(SELECTED EXTRACT begins)
London Design Festival announces first installations and freelancer focus

The annual festival has revealed the first of its line-up, which explores circular design and the possibilities of growing mangos in London.

London Design Festival (LDF) has revealed the first details of its 2020 line-up, which includes landmark projects and new design districts as well as a virtual showcase.

It is the 18th edition of the festival which seeks to celebrate the capital’s culture of design with a series of public installations and events. There had been concern that LDF, like many other design events, would be cancelled because of the pandemic. But festival co-founders John Sorrell and Ben Evans were insistent that the event would go ahead, albeit in an altered capacity.

LDF’s identity has been designed by Pentagram’s Domenic Lippa

At a press conference held over Zoom, the co-founders revealed this year’s line-up. Some mainstays will be absent from proceedings this year, such as LDF’s installation at the V&A which will not be taking place because of the museum’s phased re-opening. However, there will be installations coming to the capital, and some in new design districts.

Installation announcements

Marlene Huissoud

Architectural studio Weave is bringing The Hothouse to a newly established district Stratford, an installation which has been inspired by Victorian glasshouses. It will provide a “controlled habitat” for growing plants that are not native to the UK, such as guava, mangoes and ornamental flowers. Designer Tom Massey has collaborated on the project in developing a “planting scheme” concept.

As ever, sustainability will be a focus at this year’s festival. The Circular Design Project – a collaboration between the Ellen MacArthur Foundation and SAP – aims to “act as the spark that brings to shift designers’ attitudes and practice”. Through a series of talks, panel discussions and seminars, it will explore ideas such as the long-term benefits of sustainable materials, circular design solutions and how the concept is a “rewarding endeavour”, both personally and professionally.

Other festival commissions include designer Marlene Huissoud’s Unity, which explores how people can work together – especially relevant during a time of a crisis, organisers say. The installation will come to Coal Drop’s Yard in King’s Cross and invite visitors to stand in a circle 2 meters apart. They will then begin to “pump the system” and inflate the installation. Exact details of what the installation will look like have not yet been released. Huissoud did reveal that the installation has “completely changed” since the idea was conceived because of the pandemic.

Support for freelancers

The co-founders announced a “spotlight” on freelancers this year. “We recognise that freelancers in particular have been impacted by the pandemic,” they say. A “freelancer portal” has been established where freelancers can share their work and portfolios with the festival audience. This work will then be presented in an online gallery and shared across social media.

The paywall is also being removed so that everyone has access to the online library of content, which features conversations with designers from Justyna Green to Grant Gibson. There are also virtual exhibitions, tours and a directory of events available online.

A virtual design destination

The William Morris design line

While installations have been announced, a city-wide festival clearly presents problems in a time of lockdown and social-distancing. In light of this, digital e-commerce platform Adorno is hosting a virtual design festival to showcase “curated country collections” from 26 international curators from design scenes around the globe. These will be presented throughout the week, with two collections launching every day.

A new design route has been introduced for 2020. The William Morris Design Line runs through Walthamstow, from Wood Street to Blackhorse Lane.
(SELECTED EXTRACT ends)
(PROVIDED DATA begins)
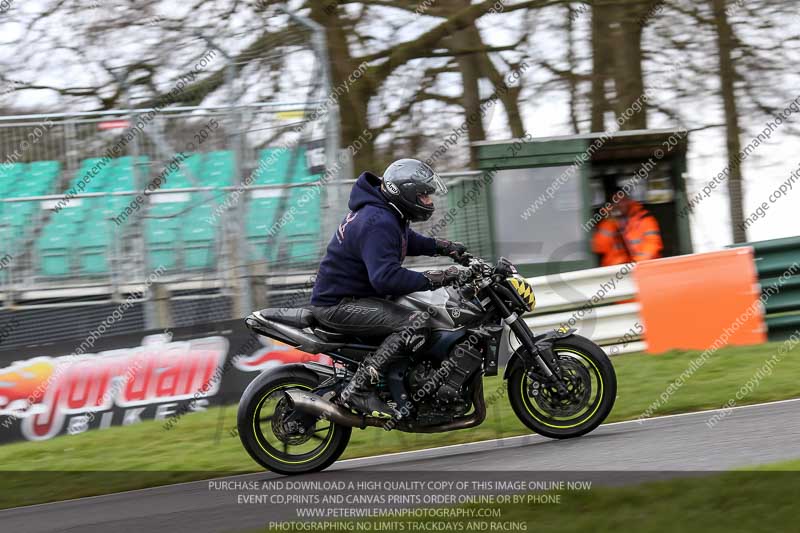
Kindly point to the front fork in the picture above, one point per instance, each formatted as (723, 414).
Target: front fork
(538, 354)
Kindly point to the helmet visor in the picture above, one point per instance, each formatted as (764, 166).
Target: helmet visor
(436, 183)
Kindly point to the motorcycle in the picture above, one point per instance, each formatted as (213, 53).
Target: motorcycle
(559, 384)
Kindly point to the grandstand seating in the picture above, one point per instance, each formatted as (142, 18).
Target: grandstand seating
(178, 230)
(18, 180)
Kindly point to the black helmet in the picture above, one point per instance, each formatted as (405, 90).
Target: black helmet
(406, 186)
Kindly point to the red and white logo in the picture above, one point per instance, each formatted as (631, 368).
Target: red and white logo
(44, 390)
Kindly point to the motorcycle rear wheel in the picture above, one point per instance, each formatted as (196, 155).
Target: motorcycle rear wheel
(268, 439)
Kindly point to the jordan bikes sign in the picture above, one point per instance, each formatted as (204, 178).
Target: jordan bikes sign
(129, 381)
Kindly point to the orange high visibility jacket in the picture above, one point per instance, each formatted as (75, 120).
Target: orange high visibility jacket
(642, 238)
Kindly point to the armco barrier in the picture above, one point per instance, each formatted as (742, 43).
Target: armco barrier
(590, 301)
(778, 265)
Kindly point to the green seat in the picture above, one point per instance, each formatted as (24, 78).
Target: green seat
(16, 213)
(93, 247)
(50, 168)
(12, 170)
(258, 251)
(199, 240)
(54, 254)
(74, 213)
(217, 178)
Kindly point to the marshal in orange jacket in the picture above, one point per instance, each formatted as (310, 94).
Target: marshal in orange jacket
(632, 237)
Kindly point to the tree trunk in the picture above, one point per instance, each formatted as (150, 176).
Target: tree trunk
(469, 66)
(727, 76)
(628, 77)
(353, 99)
(601, 62)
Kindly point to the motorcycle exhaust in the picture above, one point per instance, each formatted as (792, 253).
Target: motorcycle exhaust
(312, 404)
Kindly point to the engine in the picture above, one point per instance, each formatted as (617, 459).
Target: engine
(439, 390)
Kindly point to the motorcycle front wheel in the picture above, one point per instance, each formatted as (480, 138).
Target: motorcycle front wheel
(592, 385)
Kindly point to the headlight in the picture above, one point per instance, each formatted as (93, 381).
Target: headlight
(525, 290)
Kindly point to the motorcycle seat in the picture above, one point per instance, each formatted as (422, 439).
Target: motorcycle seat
(299, 317)
(331, 336)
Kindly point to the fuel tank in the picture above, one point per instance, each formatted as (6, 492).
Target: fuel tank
(445, 307)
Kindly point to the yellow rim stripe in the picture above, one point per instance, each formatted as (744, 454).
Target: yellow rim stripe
(255, 432)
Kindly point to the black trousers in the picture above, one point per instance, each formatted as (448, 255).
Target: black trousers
(408, 329)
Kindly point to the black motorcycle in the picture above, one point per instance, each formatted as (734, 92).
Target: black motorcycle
(560, 385)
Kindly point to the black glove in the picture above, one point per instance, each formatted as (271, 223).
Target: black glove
(454, 250)
(440, 278)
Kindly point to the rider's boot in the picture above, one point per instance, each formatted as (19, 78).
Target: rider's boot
(359, 394)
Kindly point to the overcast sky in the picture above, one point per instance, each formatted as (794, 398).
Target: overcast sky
(764, 171)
(PROVIDED DATA ends)
▸ **WORK ITEM**
Please state which studio is bringing The Hothouse to Stratford, according to the London Design Festival article.

▸ **OUTPUT FOR THIS TASK**
Architectural studio Weave.